INSTRUCTIONS FOR THE TASK ▸ When you reproduce the listing, keep every word as it is and drop the pictures.
----- EXERCISE INPUTS
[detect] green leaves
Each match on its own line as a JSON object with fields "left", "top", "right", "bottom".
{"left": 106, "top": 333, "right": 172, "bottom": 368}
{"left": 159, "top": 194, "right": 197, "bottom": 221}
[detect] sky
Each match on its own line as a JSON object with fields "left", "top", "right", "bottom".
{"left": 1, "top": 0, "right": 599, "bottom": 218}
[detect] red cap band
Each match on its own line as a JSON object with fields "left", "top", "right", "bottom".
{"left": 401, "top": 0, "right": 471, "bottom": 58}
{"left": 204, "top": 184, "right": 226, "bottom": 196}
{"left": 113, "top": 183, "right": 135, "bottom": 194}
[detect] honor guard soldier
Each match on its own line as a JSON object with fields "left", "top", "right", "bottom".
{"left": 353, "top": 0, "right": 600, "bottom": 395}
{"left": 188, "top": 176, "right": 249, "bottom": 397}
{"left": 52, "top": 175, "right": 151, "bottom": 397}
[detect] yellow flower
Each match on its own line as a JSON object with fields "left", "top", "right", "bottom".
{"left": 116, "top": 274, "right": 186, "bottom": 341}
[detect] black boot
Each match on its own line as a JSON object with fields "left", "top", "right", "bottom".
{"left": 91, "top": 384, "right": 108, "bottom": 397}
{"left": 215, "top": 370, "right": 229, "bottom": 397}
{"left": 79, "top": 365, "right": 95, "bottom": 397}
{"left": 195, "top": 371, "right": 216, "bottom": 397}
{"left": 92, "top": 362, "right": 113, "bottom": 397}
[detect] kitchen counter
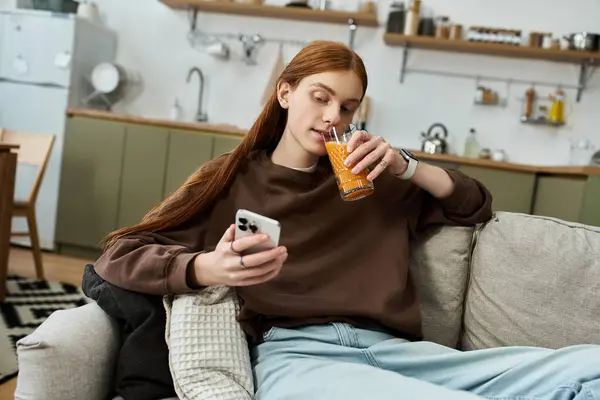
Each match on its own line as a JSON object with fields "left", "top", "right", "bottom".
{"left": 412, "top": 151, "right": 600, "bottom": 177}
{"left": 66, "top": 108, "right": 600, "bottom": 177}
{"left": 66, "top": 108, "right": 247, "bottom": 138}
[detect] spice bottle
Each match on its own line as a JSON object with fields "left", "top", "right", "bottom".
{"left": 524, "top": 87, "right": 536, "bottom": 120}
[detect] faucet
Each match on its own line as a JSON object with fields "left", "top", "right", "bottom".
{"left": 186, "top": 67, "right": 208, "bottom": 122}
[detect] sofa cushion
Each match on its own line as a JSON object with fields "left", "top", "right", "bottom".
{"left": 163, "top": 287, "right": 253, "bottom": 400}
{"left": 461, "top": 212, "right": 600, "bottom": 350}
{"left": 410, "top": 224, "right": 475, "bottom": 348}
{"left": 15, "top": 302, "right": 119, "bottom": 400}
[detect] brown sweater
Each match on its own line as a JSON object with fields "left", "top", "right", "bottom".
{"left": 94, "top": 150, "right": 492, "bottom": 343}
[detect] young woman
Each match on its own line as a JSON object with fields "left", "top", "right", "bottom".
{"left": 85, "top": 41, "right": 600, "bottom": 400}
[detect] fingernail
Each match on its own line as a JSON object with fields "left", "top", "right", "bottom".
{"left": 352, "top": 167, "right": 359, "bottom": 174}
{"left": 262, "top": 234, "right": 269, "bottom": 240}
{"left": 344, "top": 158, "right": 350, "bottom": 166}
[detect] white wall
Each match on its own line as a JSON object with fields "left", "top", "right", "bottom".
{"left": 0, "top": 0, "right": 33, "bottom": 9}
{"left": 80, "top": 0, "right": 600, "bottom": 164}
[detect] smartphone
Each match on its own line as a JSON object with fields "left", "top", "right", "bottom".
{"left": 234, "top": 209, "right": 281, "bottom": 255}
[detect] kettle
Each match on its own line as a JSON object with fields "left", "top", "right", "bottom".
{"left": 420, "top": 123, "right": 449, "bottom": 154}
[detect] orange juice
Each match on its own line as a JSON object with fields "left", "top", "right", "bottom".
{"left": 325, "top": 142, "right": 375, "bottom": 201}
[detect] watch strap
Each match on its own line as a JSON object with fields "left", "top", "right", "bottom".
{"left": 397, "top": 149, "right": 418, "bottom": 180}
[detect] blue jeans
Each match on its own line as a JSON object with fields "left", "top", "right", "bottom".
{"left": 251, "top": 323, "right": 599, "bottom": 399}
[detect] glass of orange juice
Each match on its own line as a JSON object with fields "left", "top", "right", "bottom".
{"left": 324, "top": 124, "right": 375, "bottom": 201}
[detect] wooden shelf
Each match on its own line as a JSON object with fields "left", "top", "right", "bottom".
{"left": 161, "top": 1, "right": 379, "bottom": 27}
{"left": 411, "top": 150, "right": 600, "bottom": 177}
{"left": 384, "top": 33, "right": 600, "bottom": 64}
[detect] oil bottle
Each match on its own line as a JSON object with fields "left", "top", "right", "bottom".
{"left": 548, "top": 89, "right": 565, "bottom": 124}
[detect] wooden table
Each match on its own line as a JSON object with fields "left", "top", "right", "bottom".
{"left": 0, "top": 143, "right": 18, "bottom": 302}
----------
TASK OUTPUT ▸
[detect] green leaves
Each match on its own line as a JSON object with fields "left", "top", "right", "bottom".
{"left": 106, "top": 333, "right": 172, "bottom": 368}
{"left": 159, "top": 194, "right": 197, "bottom": 221}
[detect] sky
Each match on its own line as a JSON object with fields "left", "top", "right", "bottom".
{"left": 1, "top": 0, "right": 599, "bottom": 218}
[detect] red cap band
Each match on its own line as a JSON object with fields "left", "top", "right", "bottom".
{"left": 401, "top": 0, "right": 471, "bottom": 58}
{"left": 204, "top": 184, "right": 226, "bottom": 196}
{"left": 113, "top": 183, "right": 135, "bottom": 194}
[detect] honor guard soldier
Each match on its own line as a JSON object with fields "left", "top", "right", "bottom".
{"left": 353, "top": 0, "right": 600, "bottom": 395}
{"left": 188, "top": 176, "right": 249, "bottom": 397}
{"left": 52, "top": 175, "right": 151, "bottom": 397}
[detect] yellow flower
Each match on its own line as a JSON object with fields "left", "top", "right", "bottom".
{"left": 116, "top": 274, "right": 186, "bottom": 341}
[detect] black boot
Each match on its own line as a JSON object with fields "left", "top", "right", "bottom".
{"left": 91, "top": 384, "right": 108, "bottom": 397}
{"left": 215, "top": 370, "right": 229, "bottom": 397}
{"left": 79, "top": 365, "right": 95, "bottom": 397}
{"left": 195, "top": 371, "right": 216, "bottom": 397}
{"left": 92, "top": 362, "right": 113, "bottom": 397}
[detect] kitchen counter
Each match on its own line as a JSON object with fields "left", "top", "right", "bottom".
{"left": 412, "top": 151, "right": 600, "bottom": 177}
{"left": 66, "top": 108, "right": 600, "bottom": 177}
{"left": 66, "top": 108, "right": 247, "bottom": 138}
[detect] spice bottle
Each match on its own line as a JSON object with fields "left", "top", "right", "bottom".
{"left": 524, "top": 87, "right": 536, "bottom": 120}
[detect] faucet
Each match on its own line as a JSON object with fields "left", "top", "right", "bottom".
{"left": 186, "top": 67, "right": 208, "bottom": 122}
[detect] sofa cushion
Each match on its own line as a JSON object with fields "left", "top", "right", "bottom".
{"left": 163, "top": 287, "right": 253, "bottom": 400}
{"left": 461, "top": 212, "right": 600, "bottom": 350}
{"left": 410, "top": 224, "right": 475, "bottom": 348}
{"left": 15, "top": 302, "right": 119, "bottom": 400}
[detect] brown sweater
Each match on its own line as a JSON object with fields "left", "top", "right", "bottom".
{"left": 94, "top": 150, "right": 492, "bottom": 343}
[detect] young woman
Each match on its own line as a JSON object with fields "left", "top", "right", "bottom".
{"left": 85, "top": 41, "right": 600, "bottom": 400}
[detect] fingernail
Each match on its own line as a JSON object with fields "left", "top", "right", "bottom".
{"left": 352, "top": 167, "right": 359, "bottom": 174}
{"left": 262, "top": 234, "right": 269, "bottom": 240}
{"left": 344, "top": 158, "right": 350, "bottom": 166}
[detect] white wall
Each match on its own line as a JSON object with fields "left", "top", "right", "bottom".
{"left": 0, "top": 0, "right": 33, "bottom": 9}
{"left": 80, "top": 0, "right": 600, "bottom": 164}
[detect] smartphone
Each match on its own line as a JSON object with fields "left", "top", "right", "bottom".
{"left": 234, "top": 209, "right": 281, "bottom": 255}
[detect] kettle
Each match on its own line as a JSON object with fields "left", "top", "right", "bottom".
{"left": 420, "top": 123, "right": 449, "bottom": 154}
[detect] orange juice
Each match on its own line as a JSON object with fields "left", "top", "right", "bottom".
{"left": 325, "top": 142, "right": 375, "bottom": 201}
[detect] watch strap
Each match on its own line as a JSON object with fields "left", "top", "right", "bottom".
{"left": 397, "top": 149, "right": 418, "bottom": 180}
[detect] blue jeans
Each match on its own line as a JSON object with fields "left", "top", "right", "bottom".
{"left": 251, "top": 323, "right": 599, "bottom": 399}
[detect] glass of orange juice
Each match on its own line as a JSON object with fields "left", "top", "right", "bottom".
{"left": 324, "top": 124, "right": 375, "bottom": 201}
[detect] wooden shelf
Each match on its own line as a JSON object with fields "left", "top", "right", "bottom".
{"left": 161, "top": 1, "right": 379, "bottom": 27}
{"left": 411, "top": 150, "right": 600, "bottom": 177}
{"left": 384, "top": 33, "right": 600, "bottom": 64}
[detect] oil bottle
Each match on its own line as a JSON object with fields "left", "top", "right", "bottom".
{"left": 548, "top": 89, "right": 565, "bottom": 124}
[detect] wooden table
Each match on its own line as a JSON object with fields "left", "top", "right", "bottom".
{"left": 0, "top": 143, "right": 18, "bottom": 302}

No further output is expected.